## [演習の目的]
勝間南瓜の記事について、次の問いに答えよ。
(a) 勝間南瓜はかつてどこの特産品だったか。
(b) 勝間南瓜が一時途絶えたのは何によってか。
(c) 関根文幸さんは南瓜まんじゅうに何を包んだか。

--- 抜粋 ---

大阪料理会

【レシピ付き】勝間南瓜まんじゅう——『和楽せき根』関根文幸さん作

なにわの伝統野菜である勝間南瓜(こつまなんきん)は、かつて勝間村(現・大阪市西成区玉出町)の特産品でした。西洋カボチャの普及によって一時は途絶えましたが、平成の時代に復活。『和楽 せき根』の関根文幸さんは、「大阪の料理人として伝統野菜は大切にしたい」と今回テーマに選んだと話します。調理するのは初めてとあって、「水分と粘りが多くて」悪戦苦闘。試作を重ね、合鴨ミンチを包んで南瓜まんじゅうに。大阪料理会には勝間南瓜を使う会員が多く、様々なアドバイスが飛び出しました。

--- 保存データ ---

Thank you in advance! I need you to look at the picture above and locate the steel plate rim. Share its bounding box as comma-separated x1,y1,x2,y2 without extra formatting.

---

## [演習の解答]
(a) 勝間村(現・大阪市西成区玉出町)
(b) 西洋カボチャの普及
(c) 合鴨ミンチ